TASK TO COMPLETE
Reproduce every line from the line with "Kindly give the mask of every instance of the textured" up to and including the line with "176 155 L 197", and only those lines. Leave all other text unchanged, but multiply each coordinate in the path data by 0.8 and round it to a whole number, with halves rounded up.

--------------------

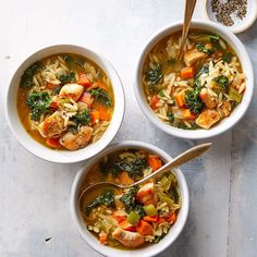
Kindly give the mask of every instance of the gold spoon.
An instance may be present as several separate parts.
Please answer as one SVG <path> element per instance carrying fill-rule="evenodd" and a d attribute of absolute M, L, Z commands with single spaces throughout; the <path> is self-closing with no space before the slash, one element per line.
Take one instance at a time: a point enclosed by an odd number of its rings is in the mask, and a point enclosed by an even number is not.
<path fill-rule="evenodd" d="M 84 195 L 89 191 L 89 189 L 93 189 L 93 188 L 96 188 L 96 187 L 100 187 L 100 186 L 113 186 L 113 187 L 118 187 L 118 188 L 121 188 L 121 189 L 124 189 L 124 188 L 128 188 L 128 187 L 132 187 L 132 186 L 135 186 L 135 185 L 139 185 L 148 180 L 150 180 L 151 178 L 156 176 L 156 175 L 159 175 L 160 173 L 163 173 L 163 172 L 167 172 L 171 169 L 174 169 L 179 166 L 182 166 L 184 164 L 185 162 L 187 161 L 191 161 L 193 159 L 195 159 L 196 157 L 203 155 L 205 151 L 207 151 L 210 146 L 211 146 L 212 143 L 206 143 L 206 144 L 201 144 L 201 145 L 198 145 L 198 146 L 195 146 L 195 147 L 192 147 L 191 149 L 182 152 L 181 155 L 179 155 L 178 157 L 175 157 L 174 159 L 172 159 L 171 161 L 167 162 L 164 166 L 162 166 L 160 169 L 158 169 L 157 171 L 152 172 L 151 174 L 147 175 L 146 178 L 131 184 L 131 185 L 123 185 L 123 184 L 115 184 L 113 182 L 98 182 L 98 183 L 95 183 L 90 186 L 88 186 L 87 188 L 85 188 L 79 198 L 78 198 L 78 206 L 81 206 L 81 199 L 83 199 Z"/>
<path fill-rule="evenodd" d="M 196 0 L 186 0 L 186 3 L 185 3 L 184 23 L 183 23 L 183 29 L 182 29 L 179 60 L 182 60 L 185 40 L 189 30 L 191 20 L 195 10 L 195 3 L 196 3 Z"/>

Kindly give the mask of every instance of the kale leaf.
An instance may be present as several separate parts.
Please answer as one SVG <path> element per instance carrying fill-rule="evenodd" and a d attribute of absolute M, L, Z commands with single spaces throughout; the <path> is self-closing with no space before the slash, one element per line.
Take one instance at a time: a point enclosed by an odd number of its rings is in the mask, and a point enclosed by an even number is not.
<path fill-rule="evenodd" d="M 203 109 L 203 101 L 199 98 L 198 89 L 188 89 L 184 93 L 185 106 L 194 113 L 199 114 Z"/>
<path fill-rule="evenodd" d="M 91 201 L 85 209 L 86 216 L 88 216 L 93 209 L 101 205 L 111 208 L 115 207 L 114 194 L 112 191 L 106 191 L 102 195 L 98 196 L 94 201 Z"/>
<path fill-rule="evenodd" d="M 229 90 L 230 81 L 227 76 L 220 75 L 213 78 L 215 82 L 225 91 Z"/>
<path fill-rule="evenodd" d="M 33 91 L 26 99 L 30 109 L 30 119 L 38 121 L 41 114 L 49 111 L 51 97 L 48 91 Z"/>
<path fill-rule="evenodd" d="M 34 86 L 33 76 L 38 73 L 41 69 L 40 62 L 35 62 L 32 64 L 22 75 L 20 87 L 32 88 Z"/>
<path fill-rule="evenodd" d="M 162 71 L 161 71 L 161 64 L 158 63 L 156 65 L 156 69 L 150 69 L 146 72 L 146 79 L 149 83 L 150 89 L 152 90 L 154 85 L 156 85 L 158 82 L 160 82 L 163 77 Z"/>
<path fill-rule="evenodd" d="M 91 115 L 90 111 L 88 109 L 76 113 L 74 117 L 71 119 L 73 122 L 76 123 L 76 125 L 87 125 L 91 122 Z"/>
<path fill-rule="evenodd" d="M 101 102 L 102 105 L 107 106 L 107 107 L 111 107 L 112 102 L 111 102 L 111 98 L 108 95 L 108 93 L 106 90 L 103 90 L 100 87 L 97 88 L 93 88 L 90 89 L 90 94 L 95 97 L 95 99 L 99 102 Z"/>

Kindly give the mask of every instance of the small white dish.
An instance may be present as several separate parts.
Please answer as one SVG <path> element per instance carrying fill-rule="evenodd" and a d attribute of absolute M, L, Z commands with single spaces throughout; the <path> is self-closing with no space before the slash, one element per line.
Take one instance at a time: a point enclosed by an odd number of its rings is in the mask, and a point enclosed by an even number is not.
<path fill-rule="evenodd" d="M 89 161 L 87 161 L 86 164 L 77 172 L 75 180 L 72 184 L 72 191 L 71 191 L 72 218 L 76 224 L 77 230 L 79 231 L 83 238 L 87 242 L 87 244 L 89 244 L 89 246 L 91 246 L 95 250 L 102 254 L 103 256 L 109 256 L 109 257 L 155 256 L 159 254 L 160 252 L 164 250 L 176 240 L 176 237 L 182 232 L 187 220 L 188 209 L 189 209 L 189 195 L 188 195 L 188 188 L 187 188 L 184 174 L 181 172 L 180 169 L 175 169 L 174 173 L 176 175 L 179 188 L 181 191 L 182 207 L 179 212 L 176 222 L 170 229 L 169 233 L 158 244 L 151 244 L 146 247 L 132 249 L 132 250 L 118 249 L 110 246 L 101 245 L 99 241 L 87 230 L 83 221 L 83 218 L 79 213 L 77 201 L 78 201 L 78 196 L 79 196 L 79 189 L 81 189 L 82 183 L 84 181 L 84 178 L 87 171 L 90 169 L 91 166 L 94 166 L 94 163 L 100 160 L 103 156 L 107 156 L 110 152 L 114 152 L 124 148 L 145 149 L 147 151 L 150 151 L 152 154 L 160 156 L 164 161 L 169 161 L 172 159 L 170 155 L 168 155 L 166 151 L 161 150 L 160 148 L 154 145 L 150 145 L 144 142 L 130 140 L 130 142 L 121 142 L 119 144 L 109 146 L 106 150 L 100 152 L 97 157 L 91 158 Z"/>
<path fill-rule="evenodd" d="M 250 99 L 254 93 L 254 70 L 253 70 L 253 64 L 250 62 L 249 56 L 244 45 L 227 27 L 221 26 L 210 21 L 194 20 L 192 21 L 191 28 L 198 28 L 198 29 L 203 29 L 203 30 L 207 30 L 207 32 L 211 32 L 213 34 L 220 35 L 234 49 L 234 51 L 236 52 L 241 61 L 243 72 L 246 75 L 246 90 L 244 93 L 242 102 L 238 106 L 236 106 L 236 108 L 231 112 L 230 117 L 223 119 L 210 130 L 199 128 L 199 130 L 189 131 L 189 130 L 182 130 L 182 128 L 178 128 L 178 127 L 166 124 L 156 115 L 156 113 L 149 107 L 143 86 L 142 86 L 143 65 L 144 65 L 145 59 L 148 52 L 151 50 L 151 48 L 159 40 L 161 40 L 163 37 L 174 32 L 181 30 L 182 22 L 171 24 L 160 29 L 155 36 L 152 36 L 148 40 L 137 62 L 136 81 L 134 83 L 134 90 L 135 90 L 137 102 L 139 103 L 145 115 L 161 131 L 163 131 L 164 133 L 169 135 L 181 137 L 181 138 L 204 139 L 204 138 L 213 137 L 213 136 L 220 135 L 221 133 L 224 133 L 225 131 L 234 126 L 242 119 L 242 117 L 244 115 L 244 113 L 249 107 Z"/>
<path fill-rule="evenodd" d="M 204 15 L 206 19 L 219 23 L 216 19 L 216 14 L 211 11 L 211 0 L 205 0 Z M 232 26 L 225 26 L 222 23 L 222 26 L 228 27 L 231 32 L 237 34 L 249 28 L 257 19 L 257 1 L 247 0 L 247 13 L 243 20 L 235 19 Z"/>
<path fill-rule="evenodd" d="M 23 72 L 34 62 L 59 52 L 71 52 L 85 56 L 86 58 L 96 62 L 110 78 L 114 93 L 114 111 L 111 119 L 111 123 L 108 126 L 107 131 L 98 142 L 75 151 L 53 150 L 39 144 L 26 132 L 17 114 L 17 88 Z M 28 151 L 30 151 L 35 156 L 58 163 L 72 163 L 82 161 L 97 155 L 102 149 L 105 149 L 114 138 L 115 134 L 118 133 L 121 126 L 124 115 L 124 107 L 125 99 L 122 83 L 111 63 L 101 54 L 98 54 L 84 47 L 74 45 L 57 45 L 47 47 L 28 57 L 14 73 L 5 97 L 5 114 L 10 127 L 13 134 L 15 135 L 16 139 L 21 143 L 22 146 L 24 146 Z"/>

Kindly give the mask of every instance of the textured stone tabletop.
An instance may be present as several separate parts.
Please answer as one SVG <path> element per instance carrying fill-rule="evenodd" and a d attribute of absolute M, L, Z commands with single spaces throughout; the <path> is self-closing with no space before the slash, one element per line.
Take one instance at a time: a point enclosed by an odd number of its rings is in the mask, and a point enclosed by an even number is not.
<path fill-rule="evenodd" d="M 176 155 L 197 142 L 164 135 L 143 115 L 133 94 L 135 63 L 160 27 L 183 17 L 183 0 L 0 1 L 0 256 L 96 257 L 70 213 L 70 189 L 83 164 L 53 164 L 26 151 L 11 134 L 4 95 L 17 64 L 53 44 L 102 52 L 126 94 L 126 113 L 115 142 L 145 140 Z M 194 17 L 203 16 L 198 1 Z M 257 75 L 257 24 L 238 35 Z M 244 119 L 212 138 L 203 158 L 184 166 L 191 193 L 188 221 L 160 257 L 257 255 L 257 91 Z M 198 142 L 199 143 L 199 142 Z M 46 238 L 49 238 L 46 242 Z"/>

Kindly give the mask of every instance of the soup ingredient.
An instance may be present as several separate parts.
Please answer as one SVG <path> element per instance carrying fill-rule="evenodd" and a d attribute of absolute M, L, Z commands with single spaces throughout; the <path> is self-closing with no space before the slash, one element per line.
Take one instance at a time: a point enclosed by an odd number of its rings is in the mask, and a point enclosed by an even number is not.
<path fill-rule="evenodd" d="M 243 20 L 247 14 L 247 0 L 211 0 L 211 11 L 216 13 L 218 22 L 232 26 L 235 19 Z"/>
<path fill-rule="evenodd" d="M 203 128 L 209 130 L 215 123 L 220 120 L 220 117 L 215 110 L 205 110 L 196 119 L 196 124 Z"/>
<path fill-rule="evenodd" d="M 185 106 L 195 114 L 199 114 L 203 109 L 203 101 L 198 89 L 188 89 L 184 93 Z"/>
<path fill-rule="evenodd" d="M 38 121 L 41 114 L 49 111 L 51 98 L 47 91 L 33 91 L 26 99 L 26 103 L 30 109 L 30 119 Z"/>
<path fill-rule="evenodd" d="M 160 82 L 163 77 L 163 74 L 161 72 L 161 65 L 159 63 L 157 63 L 155 69 L 150 69 L 147 71 L 146 73 L 146 79 L 148 81 L 148 84 L 151 88 L 151 90 L 154 89 L 154 86 Z"/>
<path fill-rule="evenodd" d="M 209 130 L 241 102 L 245 74 L 236 53 L 220 35 L 192 29 L 183 60 L 178 58 L 181 34 L 173 33 L 146 57 L 142 83 L 147 102 L 168 125 Z M 171 58 L 175 60 L 172 64 Z M 158 77 L 157 83 L 151 77 Z"/>
<path fill-rule="evenodd" d="M 134 248 L 144 244 L 143 235 L 140 235 L 137 232 L 130 232 L 130 231 L 122 230 L 120 228 L 117 228 L 113 231 L 112 236 L 115 240 L 120 241 L 124 246 L 130 247 L 130 248 Z"/>
<path fill-rule="evenodd" d="M 98 87 L 91 89 L 90 93 L 95 97 L 95 99 L 100 101 L 102 105 L 106 105 L 108 107 L 111 106 L 111 99 L 105 89 Z"/>
<path fill-rule="evenodd" d="M 105 205 L 107 207 L 114 207 L 114 194 L 112 191 L 105 192 L 102 195 L 98 196 L 93 203 L 90 203 L 86 207 L 86 215 L 88 216 L 94 208 L 100 205 Z"/>
<path fill-rule="evenodd" d="M 127 221 L 133 225 L 137 225 L 139 220 L 140 216 L 136 211 L 132 210 L 127 217 Z"/>
<path fill-rule="evenodd" d="M 61 135 L 64 121 L 58 111 L 53 112 L 38 125 L 38 131 L 42 137 L 57 137 Z"/>
<path fill-rule="evenodd" d="M 32 88 L 35 83 L 33 81 L 33 76 L 39 72 L 41 69 L 40 62 L 35 62 L 32 64 L 22 75 L 21 77 L 21 87 L 22 88 Z"/>
<path fill-rule="evenodd" d="M 81 126 L 76 133 L 68 132 L 60 137 L 60 144 L 69 150 L 77 150 L 88 145 L 93 135 L 90 126 Z"/>
<path fill-rule="evenodd" d="M 84 87 L 78 84 L 66 84 L 62 87 L 59 95 L 63 98 L 72 98 L 77 101 L 84 91 Z"/>
<path fill-rule="evenodd" d="M 100 139 L 113 108 L 109 78 L 82 56 L 47 57 L 30 65 L 20 81 L 21 122 L 33 138 L 54 150 L 76 150 Z"/>

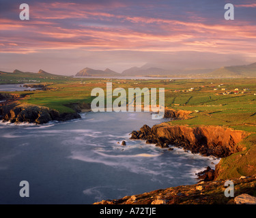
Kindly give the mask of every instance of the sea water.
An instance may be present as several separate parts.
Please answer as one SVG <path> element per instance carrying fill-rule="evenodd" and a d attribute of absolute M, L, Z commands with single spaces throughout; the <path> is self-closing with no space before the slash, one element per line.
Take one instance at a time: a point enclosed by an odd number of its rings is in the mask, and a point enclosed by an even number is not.
<path fill-rule="evenodd" d="M 167 121 L 152 120 L 149 112 L 81 115 L 46 125 L 0 125 L 0 204 L 92 204 L 194 184 L 197 172 L 218 161 L 130 140 L 144 124 Z M 21 181 L 29 182 L 28 198 L 19 195 Z"/>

--------------------

EXERCISE RESPONSE
Kindly give the mask of every instance of the textured stone tabletop.
An instance may be present as several separate parts.
Please answer as one SVG <path> element per instance carrying fill-rule="evenodd" and a d attribute of absolute M, L, Z commands with single spaces throughout; the <path> is self-closing with no space before the slash, one element per line.
Take one instance at a time: a point enclosed by an odd number of its rings is in the mask, and a point enclosed by an even number is not.
<path fill-rule="evenodd" d="M 141 124 L 158 114 L 131 108 L 114 92 L 106 75 L 108 50 L 128 22 L 146 14 L 146 0 L 0 1 L 0 205 L 77 206 L 56 170 L 56 151 L 66 131 L 42 131 L 21 121 L 9 107 L 3 76 L 14 51 L 42 35 L 82 42 L 101 75 L 101 90 L 92 114 L 116 112 Z M 155 14 L 162 13 L 158 1 Z M 206 60 L 206 19 L 190 28 Z M 195 95 L 170 110 L 162 126 L 147 133 L 153 154 L 150 177 L 128 206 L 206 204 L 206 73 Z M 158 114 L 159 114 L 159 114 Z M 37 190 L 39 190 L 37 194 Z"/>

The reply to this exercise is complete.